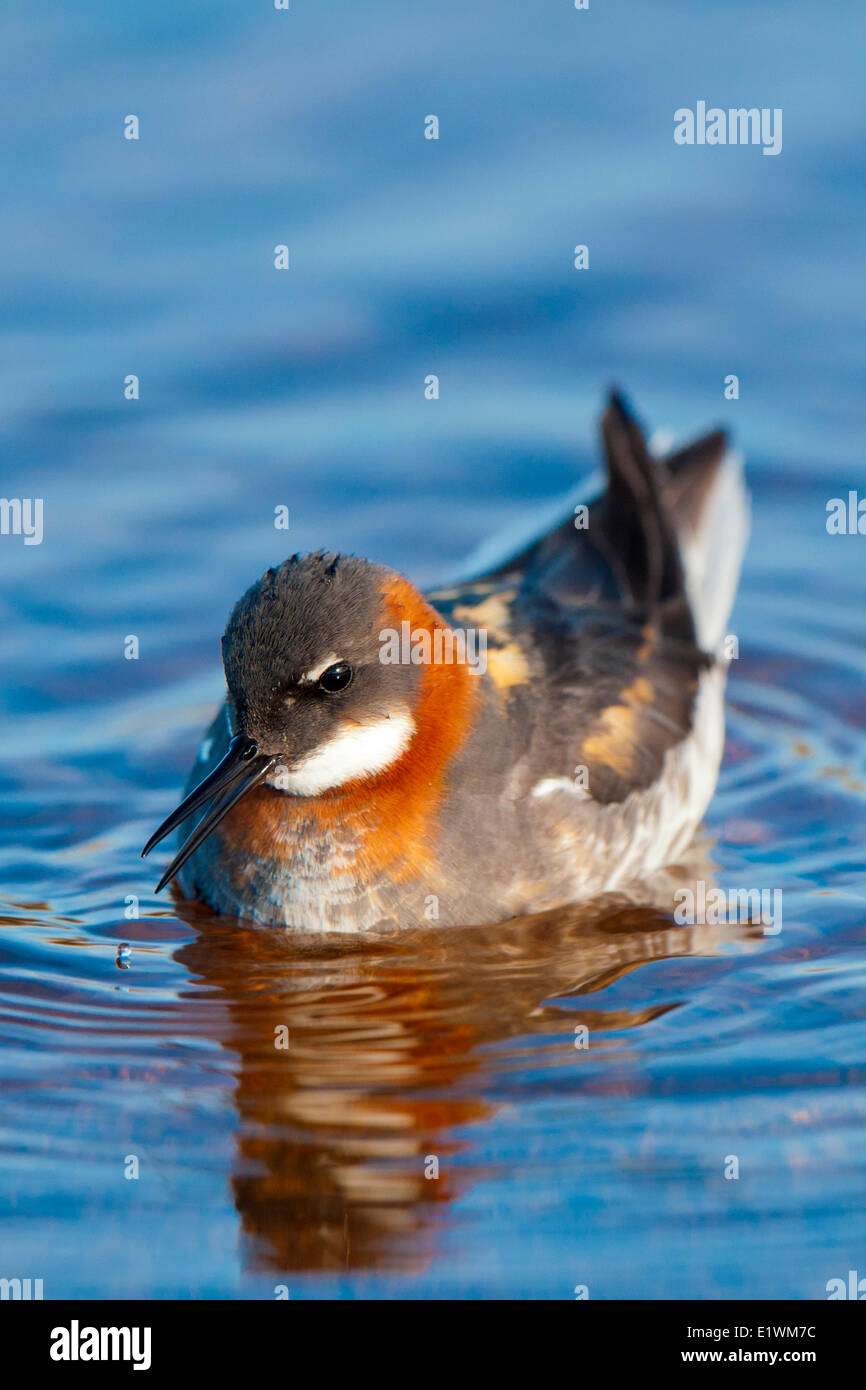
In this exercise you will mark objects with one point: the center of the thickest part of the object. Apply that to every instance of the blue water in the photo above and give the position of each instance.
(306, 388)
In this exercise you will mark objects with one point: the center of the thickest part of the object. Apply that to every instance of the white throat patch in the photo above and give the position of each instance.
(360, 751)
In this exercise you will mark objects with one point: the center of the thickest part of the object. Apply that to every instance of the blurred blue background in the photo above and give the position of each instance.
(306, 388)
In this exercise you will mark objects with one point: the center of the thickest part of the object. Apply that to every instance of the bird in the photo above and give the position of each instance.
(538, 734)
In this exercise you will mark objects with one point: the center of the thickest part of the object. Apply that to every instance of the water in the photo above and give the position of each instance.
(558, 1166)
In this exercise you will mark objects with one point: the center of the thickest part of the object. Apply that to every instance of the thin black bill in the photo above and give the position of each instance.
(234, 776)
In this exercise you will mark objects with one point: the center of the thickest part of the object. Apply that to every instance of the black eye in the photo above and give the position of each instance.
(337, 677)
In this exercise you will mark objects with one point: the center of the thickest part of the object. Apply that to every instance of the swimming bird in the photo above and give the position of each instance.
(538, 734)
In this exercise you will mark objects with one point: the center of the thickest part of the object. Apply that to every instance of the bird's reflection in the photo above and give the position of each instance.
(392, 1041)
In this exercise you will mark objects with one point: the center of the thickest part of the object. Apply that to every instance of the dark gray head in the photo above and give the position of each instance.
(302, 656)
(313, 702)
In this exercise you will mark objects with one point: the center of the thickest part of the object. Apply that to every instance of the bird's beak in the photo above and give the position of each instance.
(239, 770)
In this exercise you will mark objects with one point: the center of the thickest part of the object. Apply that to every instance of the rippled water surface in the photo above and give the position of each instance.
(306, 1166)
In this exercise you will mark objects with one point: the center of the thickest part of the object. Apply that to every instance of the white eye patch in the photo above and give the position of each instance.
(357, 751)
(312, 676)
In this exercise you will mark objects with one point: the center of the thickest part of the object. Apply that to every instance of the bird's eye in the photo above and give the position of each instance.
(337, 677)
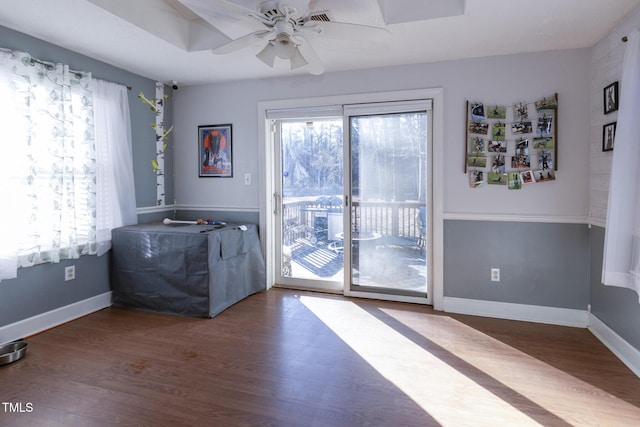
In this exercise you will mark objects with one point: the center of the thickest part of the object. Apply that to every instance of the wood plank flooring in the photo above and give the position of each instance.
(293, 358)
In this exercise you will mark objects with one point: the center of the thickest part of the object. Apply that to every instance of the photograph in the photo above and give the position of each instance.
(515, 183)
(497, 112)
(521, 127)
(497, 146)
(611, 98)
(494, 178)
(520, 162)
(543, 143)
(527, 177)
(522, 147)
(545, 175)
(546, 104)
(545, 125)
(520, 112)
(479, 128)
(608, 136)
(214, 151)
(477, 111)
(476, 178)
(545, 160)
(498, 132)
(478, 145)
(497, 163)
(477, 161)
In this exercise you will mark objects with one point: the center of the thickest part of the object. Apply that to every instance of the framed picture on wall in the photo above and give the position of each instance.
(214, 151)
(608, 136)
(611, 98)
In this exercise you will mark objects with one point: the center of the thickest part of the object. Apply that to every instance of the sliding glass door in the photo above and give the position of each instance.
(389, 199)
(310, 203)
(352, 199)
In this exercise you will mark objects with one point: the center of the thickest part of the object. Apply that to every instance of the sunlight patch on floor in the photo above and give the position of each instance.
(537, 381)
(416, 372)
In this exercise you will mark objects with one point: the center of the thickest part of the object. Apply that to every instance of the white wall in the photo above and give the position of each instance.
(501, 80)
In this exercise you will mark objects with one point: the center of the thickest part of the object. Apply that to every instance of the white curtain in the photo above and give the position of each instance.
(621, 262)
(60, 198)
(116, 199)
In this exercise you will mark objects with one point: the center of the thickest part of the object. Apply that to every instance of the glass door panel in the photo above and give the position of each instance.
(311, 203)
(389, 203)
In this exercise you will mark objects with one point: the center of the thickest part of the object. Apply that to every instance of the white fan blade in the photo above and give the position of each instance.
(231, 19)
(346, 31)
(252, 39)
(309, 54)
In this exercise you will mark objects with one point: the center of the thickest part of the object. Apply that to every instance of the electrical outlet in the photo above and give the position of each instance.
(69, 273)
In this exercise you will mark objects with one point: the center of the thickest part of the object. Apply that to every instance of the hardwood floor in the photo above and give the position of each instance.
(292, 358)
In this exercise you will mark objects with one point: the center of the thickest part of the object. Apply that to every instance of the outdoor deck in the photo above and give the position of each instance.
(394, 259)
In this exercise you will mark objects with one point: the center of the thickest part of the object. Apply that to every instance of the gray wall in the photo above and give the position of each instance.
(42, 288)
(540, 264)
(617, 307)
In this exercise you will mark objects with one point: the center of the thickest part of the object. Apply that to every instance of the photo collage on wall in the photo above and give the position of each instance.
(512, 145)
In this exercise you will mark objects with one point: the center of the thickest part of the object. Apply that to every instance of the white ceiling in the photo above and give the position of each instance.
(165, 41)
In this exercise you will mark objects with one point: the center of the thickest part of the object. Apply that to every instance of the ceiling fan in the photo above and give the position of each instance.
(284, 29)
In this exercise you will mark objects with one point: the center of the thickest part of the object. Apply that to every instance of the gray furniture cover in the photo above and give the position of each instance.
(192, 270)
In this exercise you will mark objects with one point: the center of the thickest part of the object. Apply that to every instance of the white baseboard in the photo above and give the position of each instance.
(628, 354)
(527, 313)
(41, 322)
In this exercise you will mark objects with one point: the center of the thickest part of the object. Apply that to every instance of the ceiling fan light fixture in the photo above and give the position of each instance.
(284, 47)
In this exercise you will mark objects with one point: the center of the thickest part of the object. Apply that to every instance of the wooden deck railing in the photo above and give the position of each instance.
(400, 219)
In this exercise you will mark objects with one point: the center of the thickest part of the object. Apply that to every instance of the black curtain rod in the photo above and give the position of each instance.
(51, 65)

- - - - -

Transcribe the records above exactly, leaving out every picture.

In this exercise you will mark objects with one point: the center of the thickest part of the object. Apply that to every instance of the blue water in the photo above and give the position of each instance.
(306, 388)
In this exercise you will mark objects with one point: the center of the thickest part of the object. Apply that to every instance of the white throat patch in the photo above and give the position of each instance.
(360, 751)
In this exercise you will mark objects with one point: the center of the thickest part of the object. Apply that to every instance of the blurred blue background in the photo above and give the position of each instance.
(306, 388)
In this exercise you will mark objects with one point: the center of the thickest part of the object. Apply that to every instance of the bird in the photo above and give the position of each instance.
(538, 734)
In this exercise you will mark objects with one point: the center of the thickest part of the object. Apply that to every instance of the water in the photo above and give the position of each instance.
(558, 1166)
In this exercise you will mark objects with one point: the center of the thickest part of the object. Apply that to every instance of the thin black bill in the photo above and give the position of each instance.
(234, 776)
In this exercise you will mark objects with one point: the center of the thickest part of the object. Apply that to every instance of the black eye in the photo above and give the position of each instance.
(337, 677)
In this exercise you will mark objects with one point: the center of the thickest part of the object. Apply that to every instance of the swimming bird in the photo above and give the position of each instance.
(538, 734)
In this exercise you will mark objects with one point: the center of the thickest part of the object. Apply that to every instance of the bird's reflection in the photo above and give the position of each instance.
(392, 1041)
In this exercise you will mark objects with one point: the center of the thickest part of the object. Apply that to every instance of the dark gray head in the photo above and give the position of each instance.
(302, 656)
(313, 702)
In this exercise you will mark objects with one point: the center of the thickest part of the object. Apply that to every instance of the bird's beak in the photo above and give the position of each instance.
(239, 770)
In this exercise you will mark objects with one point: the center of the thickest part of the object. Apply that to every instance of the rippled water surface in the photo above and give the position of each instance.
(306, 1166)
In this exercise you will mark objects with one point: the center of the thickest part of the object. Apply that to every instance of the white eye patch in the photo above and give the position of each instance.
(357, 751)
(312, 676)
In this exercise you will mark objects with one point: the center of the thickest part of the object. Apply that to every instance of the bird's eye in the photo above and give the position of each instance.
(337, 677)
In this exercise you will mark objects with one point: the center of the thickest part of the object. Apply that to every instance of the wood plank flooring in the photo above and give the position of each instance.
(293, 358)
In this exercise you will mark objects with one point: the center of the thickest part of the object. Apply that to every instance of the photograph in the photo above and give the position of each instance.
(515, 183)
(497, 112)
(521, 127)
(497, 146)
(611, 98)
(494, 178)
(520, 162)
(543, 143)
(527, 177)
(522, 147)
(545, 175)
(546, 104)
(545, 125)
(520, 112)
(479, 128)
(608, 136)
(214, 151)
(477, 111)
(476, 178)
(545, 160)
(498, 132)
(478, 145)
(497, 163)
(477, 161)
In this exercise you will mark objects with one point: the center of the thickest part of the object. Apply that to every instance of the framed picture on wall in the photo above and give the position of each instance.
(214, 151)
(608, 136)
(611, 98)
In this exercise you will mark objects with one point: the center of the thickest part of the object. Apply that to every instance of the sliding glass door in the photo above and give the position of each instance.
(389, 199)
(310, 203)
(352, 199)
In this exercise you will mark objects with one point: the center of the thickest part of the object. Apply that to every instance of the sunlight patch on floor in the photo above and give the position of each instance.
(537, 381)
(416, 372)
In this exercise you will mark objects with one point: the center of the thickest part of the object. Apply that to every instance of the white wall in the photo above and give the position of each instance.
(501, 80)
In this exercise you will mark objects with one point: the center of the thickest part of the object. Apply that to every instance of the white curtain in the photo above and give the position of each instance.
(621, 262)
(60, 198)
(116, 199)
In this exercise you will mark objects with one point: the center of the thickest part of the object. Apply that to every instance of the glass door panel in the photo above and give the position of each instance.
(311, 203)
(389, 203)
In this exercise you will mark objects with one point: the center of the thickest part of the object. Apply that to every instance of the white fan blade in the photo above and give the position of each instance.
(231, 19)
(346, 31)
(252, 39)
(309, 54)
In this exercise you will mark objects with one point: the center of the thickest part of the object. Apply that to every instance of the electrical outlet in the photo above and give the position of each instance.
(69, 273)
In this exercise you will mark objects with one point: the center of the thickest part of the object. Apply that to every instance of the hardwood floor in the photo above and give the position of each instance.
(292, 358)
In this exercise you will mark objects with one point: the center of the thickest part of the object. Apply that to every instance of the outdoor deck in the photo above and give the position of each instance.
(394, 259)
In this exercise you will mark objects with one point: the center of the thickest part of the object. Apply that to every instance of the gray wall in the photo above and give the position of each instance.
(42, 288)
(540, 264)
(617, 307)
In this exercise you will mark objects with one point: the center of the thickest part of the object. Apply that to every instance of the photo collage on wall in the photo above and give the position of each instance.
(512, 145)
In this exercise you will mark objects with one point: the center of the thickest part of the object. Apply that to every instance of the white ceiling in the photo above and give the position of each instance.
(165, 41)
In this exercise you will mark objects with one point: the center of the thickest part of the object. Apply that to every instance of the ceiling fan in the photo above and give the position of each instance.
(284, 29)
In this exercise you will mark objects with one point: the center of the thickest part of the object. Apply that to every instance of the gray furniture cover in the photo above and give the position of each instance.
(192, 270)
In this exercise you will mark objects with one point: the center of the thickest part of the object. Apply that to every instance of the white baseboard in the photo above and give the position of each instance.
(628, 354)
(527, 313)
(41, 322)
In this exercise you will mark objects with one point: the center of the thickest part of the object. Apply that to every instance of the ceiling fan light fixture in the photo above and give the position of each instance.
(284, 47)
In this exercise you will mark objects with one point: the center of the thickest part of the object. Apply that to every instance of the wooden deck railing in the photo above and give the position of each instance.
(400, 219)
In this exercise you will mark objects with one point: the center of the thickest part of the object. Apply that to every instance of the black curtain rod in the photo above and give the position of each instance.
(51, 65)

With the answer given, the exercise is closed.